◆ **Task goal**:
Reproduce the data below verbatim, from the line containing "Trace the outline of every instance of the orange" up to and including the line containing "MULTIPOLYGON (((625 252, 644".

────────

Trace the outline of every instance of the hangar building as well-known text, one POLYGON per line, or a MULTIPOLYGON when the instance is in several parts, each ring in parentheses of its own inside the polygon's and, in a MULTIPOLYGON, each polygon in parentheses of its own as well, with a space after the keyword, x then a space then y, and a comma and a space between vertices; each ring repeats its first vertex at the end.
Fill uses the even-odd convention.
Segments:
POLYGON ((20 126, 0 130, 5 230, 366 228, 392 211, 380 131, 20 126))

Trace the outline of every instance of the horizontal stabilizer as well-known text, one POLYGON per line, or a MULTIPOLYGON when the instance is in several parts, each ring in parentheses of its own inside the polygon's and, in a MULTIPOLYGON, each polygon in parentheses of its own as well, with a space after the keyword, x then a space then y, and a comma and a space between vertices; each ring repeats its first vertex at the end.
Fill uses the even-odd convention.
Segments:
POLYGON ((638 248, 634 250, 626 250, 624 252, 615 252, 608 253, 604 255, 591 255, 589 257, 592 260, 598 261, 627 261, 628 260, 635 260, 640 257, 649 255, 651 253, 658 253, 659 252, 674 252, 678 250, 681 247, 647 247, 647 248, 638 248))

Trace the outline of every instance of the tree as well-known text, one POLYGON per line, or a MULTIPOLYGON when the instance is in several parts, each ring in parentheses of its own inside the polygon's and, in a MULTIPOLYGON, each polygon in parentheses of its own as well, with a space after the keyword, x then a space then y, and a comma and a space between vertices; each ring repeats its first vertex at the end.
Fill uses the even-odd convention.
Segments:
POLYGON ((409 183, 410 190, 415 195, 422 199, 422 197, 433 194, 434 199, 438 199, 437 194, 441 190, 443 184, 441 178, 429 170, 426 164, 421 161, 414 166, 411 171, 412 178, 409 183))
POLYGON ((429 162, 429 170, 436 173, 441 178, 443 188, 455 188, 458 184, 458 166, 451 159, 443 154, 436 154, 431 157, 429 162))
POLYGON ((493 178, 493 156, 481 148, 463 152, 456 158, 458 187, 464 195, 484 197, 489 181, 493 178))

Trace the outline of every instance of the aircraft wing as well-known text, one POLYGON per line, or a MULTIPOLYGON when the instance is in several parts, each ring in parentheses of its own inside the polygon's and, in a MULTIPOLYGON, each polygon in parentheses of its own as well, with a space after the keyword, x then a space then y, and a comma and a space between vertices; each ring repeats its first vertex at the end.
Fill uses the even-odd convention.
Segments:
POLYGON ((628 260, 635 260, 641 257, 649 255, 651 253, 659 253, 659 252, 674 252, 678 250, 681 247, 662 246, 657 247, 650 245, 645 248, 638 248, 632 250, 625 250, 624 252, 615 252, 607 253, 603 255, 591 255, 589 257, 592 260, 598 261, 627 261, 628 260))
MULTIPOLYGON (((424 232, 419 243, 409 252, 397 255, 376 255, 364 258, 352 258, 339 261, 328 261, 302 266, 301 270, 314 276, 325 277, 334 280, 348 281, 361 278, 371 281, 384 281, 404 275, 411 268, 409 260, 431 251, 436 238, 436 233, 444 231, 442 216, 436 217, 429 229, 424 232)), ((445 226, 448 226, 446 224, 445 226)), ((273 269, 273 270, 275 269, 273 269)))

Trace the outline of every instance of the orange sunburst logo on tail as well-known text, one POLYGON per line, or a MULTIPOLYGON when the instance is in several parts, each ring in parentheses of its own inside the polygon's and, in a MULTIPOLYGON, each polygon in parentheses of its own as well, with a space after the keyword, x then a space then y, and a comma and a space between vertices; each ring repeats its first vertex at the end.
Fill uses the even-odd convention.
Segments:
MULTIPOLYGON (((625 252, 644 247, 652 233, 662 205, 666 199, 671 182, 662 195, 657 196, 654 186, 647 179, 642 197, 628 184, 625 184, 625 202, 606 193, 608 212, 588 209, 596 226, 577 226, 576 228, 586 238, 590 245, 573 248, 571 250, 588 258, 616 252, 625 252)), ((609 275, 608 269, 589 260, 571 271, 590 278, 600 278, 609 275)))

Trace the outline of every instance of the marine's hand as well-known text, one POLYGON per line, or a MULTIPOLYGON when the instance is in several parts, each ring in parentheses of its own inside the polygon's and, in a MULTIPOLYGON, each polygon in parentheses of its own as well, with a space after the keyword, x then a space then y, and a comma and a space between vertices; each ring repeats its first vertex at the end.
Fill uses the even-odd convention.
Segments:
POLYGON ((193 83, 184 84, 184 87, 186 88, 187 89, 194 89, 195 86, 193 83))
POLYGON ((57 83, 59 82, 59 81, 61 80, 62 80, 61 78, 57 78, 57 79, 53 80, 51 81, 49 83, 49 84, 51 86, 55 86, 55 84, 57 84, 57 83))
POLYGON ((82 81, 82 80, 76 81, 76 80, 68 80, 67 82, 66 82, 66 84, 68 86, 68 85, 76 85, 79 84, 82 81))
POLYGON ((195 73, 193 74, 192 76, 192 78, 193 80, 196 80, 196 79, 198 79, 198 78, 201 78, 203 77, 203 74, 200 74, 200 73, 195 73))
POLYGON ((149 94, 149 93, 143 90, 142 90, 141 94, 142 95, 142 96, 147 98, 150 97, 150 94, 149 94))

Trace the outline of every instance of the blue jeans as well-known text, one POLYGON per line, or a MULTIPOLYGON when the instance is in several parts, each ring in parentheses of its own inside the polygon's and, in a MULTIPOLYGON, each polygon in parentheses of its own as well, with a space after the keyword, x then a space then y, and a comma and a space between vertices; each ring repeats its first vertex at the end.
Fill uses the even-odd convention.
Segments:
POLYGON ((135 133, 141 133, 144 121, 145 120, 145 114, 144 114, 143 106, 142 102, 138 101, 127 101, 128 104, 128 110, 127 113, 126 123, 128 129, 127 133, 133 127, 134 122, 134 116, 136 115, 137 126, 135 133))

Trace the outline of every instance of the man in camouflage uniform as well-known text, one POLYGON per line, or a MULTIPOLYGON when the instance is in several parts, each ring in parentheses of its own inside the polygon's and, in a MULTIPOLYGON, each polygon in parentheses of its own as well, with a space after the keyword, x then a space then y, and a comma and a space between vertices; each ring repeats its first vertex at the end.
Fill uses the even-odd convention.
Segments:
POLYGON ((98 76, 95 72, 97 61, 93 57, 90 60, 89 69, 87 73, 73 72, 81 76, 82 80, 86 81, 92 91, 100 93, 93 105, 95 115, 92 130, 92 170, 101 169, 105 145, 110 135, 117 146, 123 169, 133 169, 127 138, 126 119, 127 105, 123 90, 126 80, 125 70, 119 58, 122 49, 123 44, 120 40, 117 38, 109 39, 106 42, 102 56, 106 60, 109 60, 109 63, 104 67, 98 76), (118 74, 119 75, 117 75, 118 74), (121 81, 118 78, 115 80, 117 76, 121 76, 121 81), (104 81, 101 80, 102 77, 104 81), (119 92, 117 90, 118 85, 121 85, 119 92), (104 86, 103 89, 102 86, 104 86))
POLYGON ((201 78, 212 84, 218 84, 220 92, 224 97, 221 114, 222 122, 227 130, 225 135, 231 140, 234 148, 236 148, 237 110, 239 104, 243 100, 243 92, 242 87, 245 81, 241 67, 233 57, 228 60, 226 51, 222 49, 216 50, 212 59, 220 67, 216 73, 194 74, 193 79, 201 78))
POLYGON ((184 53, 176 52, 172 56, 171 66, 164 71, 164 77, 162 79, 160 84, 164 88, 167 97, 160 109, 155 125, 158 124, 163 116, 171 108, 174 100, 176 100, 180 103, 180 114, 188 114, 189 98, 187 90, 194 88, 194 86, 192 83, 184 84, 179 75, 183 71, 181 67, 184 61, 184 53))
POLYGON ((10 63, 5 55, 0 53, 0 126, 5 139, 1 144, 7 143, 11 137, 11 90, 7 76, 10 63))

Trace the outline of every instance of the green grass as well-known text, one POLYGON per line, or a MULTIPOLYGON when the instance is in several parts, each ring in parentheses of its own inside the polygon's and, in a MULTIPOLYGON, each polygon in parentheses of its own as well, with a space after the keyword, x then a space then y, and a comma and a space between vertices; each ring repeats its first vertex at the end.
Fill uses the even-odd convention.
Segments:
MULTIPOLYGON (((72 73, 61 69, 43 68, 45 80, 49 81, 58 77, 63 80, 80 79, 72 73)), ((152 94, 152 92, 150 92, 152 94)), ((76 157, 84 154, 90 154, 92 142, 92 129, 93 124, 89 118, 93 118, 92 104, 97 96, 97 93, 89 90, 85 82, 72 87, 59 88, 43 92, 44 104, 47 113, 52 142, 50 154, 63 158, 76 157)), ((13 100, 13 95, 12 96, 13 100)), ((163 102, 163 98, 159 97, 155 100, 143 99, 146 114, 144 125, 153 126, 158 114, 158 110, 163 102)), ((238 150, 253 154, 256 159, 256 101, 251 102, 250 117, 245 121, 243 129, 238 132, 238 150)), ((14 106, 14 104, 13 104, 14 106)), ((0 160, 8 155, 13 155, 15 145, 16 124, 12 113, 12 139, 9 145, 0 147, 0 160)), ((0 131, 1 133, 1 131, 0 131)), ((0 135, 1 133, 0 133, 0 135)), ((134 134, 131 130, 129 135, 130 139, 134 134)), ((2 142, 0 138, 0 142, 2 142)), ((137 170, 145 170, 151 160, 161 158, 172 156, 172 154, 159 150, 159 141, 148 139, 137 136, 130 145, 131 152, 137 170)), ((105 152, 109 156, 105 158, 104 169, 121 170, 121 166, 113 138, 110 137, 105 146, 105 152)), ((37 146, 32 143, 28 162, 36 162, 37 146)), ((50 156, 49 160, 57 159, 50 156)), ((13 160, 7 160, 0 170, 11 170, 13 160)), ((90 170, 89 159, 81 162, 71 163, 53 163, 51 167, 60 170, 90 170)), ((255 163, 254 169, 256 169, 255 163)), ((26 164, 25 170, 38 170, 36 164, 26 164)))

────────

◆ **Result for this exercise**:
Trace the outline of every instance of the orange sunburst logo on tail as well-known text, one POLYGON per line, or a MULTIPOLYGON when the instance is in several parts, each ring in parentheses of its own inside the polygon's and, in a MULTIPOLYGON, each polygon in parentheses of its own as well, with a space after the keyword, x then a space then y, and a comma and a space between vertices; each ring repeats its first vertex at the end.
Fill uses the even-odd convention.
Segments:
MULTIPOLYGON (((625 252, 644 247, 652 233, 662 205, 666 199, 671 182, 662 195, 657 196, 654 186, 647 179, 642 197, 628 184, 625 184, 625 202, 606 193, 608 212, 588 209, 596 226, 577 226, 576 228, 586 238, 590 245, 573 248, 571 250, 588 258, 616 252, 625 252)), ((609 275, 608 269, 589 260, 571 271, 590 278, 600 278, 609 275)))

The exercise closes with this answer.